**TASK DIRECTIONS:**
An exact copy of every record is needed.

**PROVIDED RECORDS:**
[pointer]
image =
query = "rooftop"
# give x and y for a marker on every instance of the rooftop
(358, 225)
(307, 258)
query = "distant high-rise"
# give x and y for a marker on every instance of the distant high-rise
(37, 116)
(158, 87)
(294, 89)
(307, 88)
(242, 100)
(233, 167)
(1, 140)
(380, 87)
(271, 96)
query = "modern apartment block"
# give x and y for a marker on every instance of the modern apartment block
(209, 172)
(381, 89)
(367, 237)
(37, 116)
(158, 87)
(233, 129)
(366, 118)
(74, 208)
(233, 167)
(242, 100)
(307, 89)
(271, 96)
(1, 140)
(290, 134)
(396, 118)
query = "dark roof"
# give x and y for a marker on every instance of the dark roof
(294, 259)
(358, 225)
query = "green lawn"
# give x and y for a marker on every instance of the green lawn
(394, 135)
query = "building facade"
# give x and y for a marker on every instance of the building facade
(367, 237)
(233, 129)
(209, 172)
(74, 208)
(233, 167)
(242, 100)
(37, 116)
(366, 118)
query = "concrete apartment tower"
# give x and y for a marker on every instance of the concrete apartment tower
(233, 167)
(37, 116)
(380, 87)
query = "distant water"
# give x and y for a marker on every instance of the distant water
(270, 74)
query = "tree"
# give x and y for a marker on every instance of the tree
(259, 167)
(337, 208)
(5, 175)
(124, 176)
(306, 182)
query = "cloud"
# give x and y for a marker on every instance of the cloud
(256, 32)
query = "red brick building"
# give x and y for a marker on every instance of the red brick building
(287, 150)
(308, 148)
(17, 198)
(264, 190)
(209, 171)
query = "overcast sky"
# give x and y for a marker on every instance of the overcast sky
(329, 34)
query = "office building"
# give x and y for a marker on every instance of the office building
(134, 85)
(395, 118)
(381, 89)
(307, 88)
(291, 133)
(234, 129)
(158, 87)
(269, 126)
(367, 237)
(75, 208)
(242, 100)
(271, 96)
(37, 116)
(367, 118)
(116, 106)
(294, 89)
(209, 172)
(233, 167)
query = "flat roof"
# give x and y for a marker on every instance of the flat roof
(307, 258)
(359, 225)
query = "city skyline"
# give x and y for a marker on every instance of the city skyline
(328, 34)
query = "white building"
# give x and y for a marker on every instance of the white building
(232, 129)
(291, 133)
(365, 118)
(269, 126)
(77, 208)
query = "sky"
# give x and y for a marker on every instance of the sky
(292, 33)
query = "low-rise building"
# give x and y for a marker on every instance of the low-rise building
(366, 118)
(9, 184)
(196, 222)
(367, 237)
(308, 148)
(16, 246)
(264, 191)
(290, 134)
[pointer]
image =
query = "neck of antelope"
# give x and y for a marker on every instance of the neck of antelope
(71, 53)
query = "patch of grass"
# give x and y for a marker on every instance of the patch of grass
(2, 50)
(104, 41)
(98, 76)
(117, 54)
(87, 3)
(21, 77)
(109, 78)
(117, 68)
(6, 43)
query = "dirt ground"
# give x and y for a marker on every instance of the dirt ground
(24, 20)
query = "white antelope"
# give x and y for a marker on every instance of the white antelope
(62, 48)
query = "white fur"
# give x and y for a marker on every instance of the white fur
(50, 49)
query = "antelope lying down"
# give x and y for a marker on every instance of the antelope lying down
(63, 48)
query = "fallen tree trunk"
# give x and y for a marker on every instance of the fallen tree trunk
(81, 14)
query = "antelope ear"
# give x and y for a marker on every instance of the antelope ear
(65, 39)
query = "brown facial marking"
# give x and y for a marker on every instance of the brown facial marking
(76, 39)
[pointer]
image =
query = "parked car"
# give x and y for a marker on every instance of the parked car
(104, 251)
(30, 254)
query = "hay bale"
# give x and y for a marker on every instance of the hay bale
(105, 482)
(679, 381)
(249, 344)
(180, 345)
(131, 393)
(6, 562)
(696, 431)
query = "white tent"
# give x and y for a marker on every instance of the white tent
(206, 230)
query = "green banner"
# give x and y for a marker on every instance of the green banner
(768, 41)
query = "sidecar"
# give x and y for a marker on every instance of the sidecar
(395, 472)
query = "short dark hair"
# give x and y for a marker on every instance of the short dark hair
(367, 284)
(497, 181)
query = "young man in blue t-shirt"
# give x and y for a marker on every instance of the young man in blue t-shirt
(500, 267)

**WORKED SOLUTION:**
[pointer]
image =
query = "rooftop"
# give x and y for a marker on every instance of the rooftop
(358, 225)
(307, 258)
query = "distant high-rise"
# give x and y for a marker on every instance of the distant high-rise
(37, 116)
(158, 87)
(294, 89)
(307, 88)
(242, 100)
(233, 167)
(1, 140)
(380, 87)
(271, 96)
query = "modern apartment block"
# give x and y for a marker on every instance of the modern apartment block
(209, 172)
(381, 89)
(367, 237)
(37, 116)
(158, 87)
(233, 129)
(366, 118)
(74, 208)
(233, 167)
(242, 100)
(307, 89)
(271, 96)
(1, 140)
(290, 134)
(396, 118)
query = "dark roof"
# give x and y for a marker on every instance of the dark roof
(294, 259)
(358, 225)
query = "green lawn"
# give x and y for a marker on every instance of the green lawn
(394, 135)
query = "building facade"
# give x and y for a marker on every instance of the building facade
(367, 237)
(233, 129)
(209, 172)
(74, 208)
(233, 167)
(242, 100)
(37, 116)
(366, 118)
query = "concrete apartment tower"
# give x and y for a marker on every instance of the concrete apartment tower
(233, 167)
(37, 116)
(380, 87)
query = "distant water"
# give x and y for a marker on every instance of the distant water
(270, 74)
query = "tree"
# give x and y for a marker on every instance of the tree
(259, 167)
(337, 208)
(5, 175)
(124, 176)
(306, 182)
query = "cloud"
# give x and y for a marker on every instance of the cloud
(256, 32)
query = "red brick building"
# give x and y for a marker on every instance of the red brick building
(287, 150)
(308, 148)
(17, 198)
(264, 190)
(209, 171)
query = "overcast sky"
# give x and y for a marker on every instance of the overcast sky
(329, 34)
query = "office building"
# give x and y for a marker on every instance of the office building
(134, 85)
(395, 118)
(381, 89)
(307, 88)
(291, 133)
(234, 129)
(158, 87)
(269, 126)
(367, 237)
(75, 208)
(242, 100)
(271, 96)
(37, 116)
(367, 118)
(116, 106)
(294, 89)
(209, 172)
(233, 167)
query = "flat roof"
# give x and y for a marker on every instance of the flat roof
(307, 258)
(359, 225)
query = "city skyline"
# give x and y for a marker on every instance of the city skyline
(328, 34)
query = "white building"
# give x and y for a marker on every instance of the white building
(232, 129)
(291, 133)
(365, 118)
(269, 126)
(77, 208)
query = "sky"
# give x and y for a marker on every instance of the sky
(292, 33)
query = "low-rise building"
# give x and y for a marker on every instance of the low-rise building
(366, 118)
(9, 184)
(196, 222)
(367, 237)
(308, 148)
(16, 246)
(264, 191)
(290, 134)
[pointer]
image =
query = "neck of antelope"
# give x and y for a marker on every instance of the neck of antelope
(71, 53)
query = "patch of grass"
# give x and y for a marker on every instance of the patch of grass
(2, 50)
(104, 41)
(98, 76)
(117, 54)
(87, 3)
(21, 77)
(109, 78)
(117, 68)
(6, 43)
query = "dirt ground"
# give x and y for a marker on every instance of the dirt ground
(24, 20)
query = "white antelope"
# give x and y for a marker on every instance of the white antelope
(62, 48)
query = "white fur"
# give x and y for a marker on every instance of the white fur
(50, 49)
query = "antelope lying down"
# give x and y for a marker on every instance of the antelope lying down
(63, 48)
query = "fallen tree trunk"
# give x and y for a marker on every instance of the fallen tree trunk
(81, 14)
query = "antelope ear"
# give x and y for a marker on every instance of the antelope ear
(65, 39)
query = "brown facial marking"
# give x and y for a marker on every instance of the brown facial marking
(76, 39)
[pointer]
image =
query = "parked car"
# give x and y for a marker on every instance of the parked car
(104, 251)
(30, 254)
query = "hay bale"
# give x and y for a marker on every instance of the hay bale
(105, 482)
(679, 381)
(249, 344)
(180, 345)
(131, 393)
(6, 562)
(696, 431)
query = "white tent"
# give x and y for a marker on every instance of the white tent
(206, 230)
query = "green banner"
# give x and y for a marker on every instance of the green banner
(768, 41)
query = "sidecar"
# give x and y for a marker on every instance of the sidecar
(395, 472)
query = "short dark hair"
# give x and y for a marker on every instance of the short dark hair
(367, 284)
(497, 181)
query = "young man in blue t-shirt"
# give x and y for a marker on every instance of the young man in blue t-shirt
(500, 267)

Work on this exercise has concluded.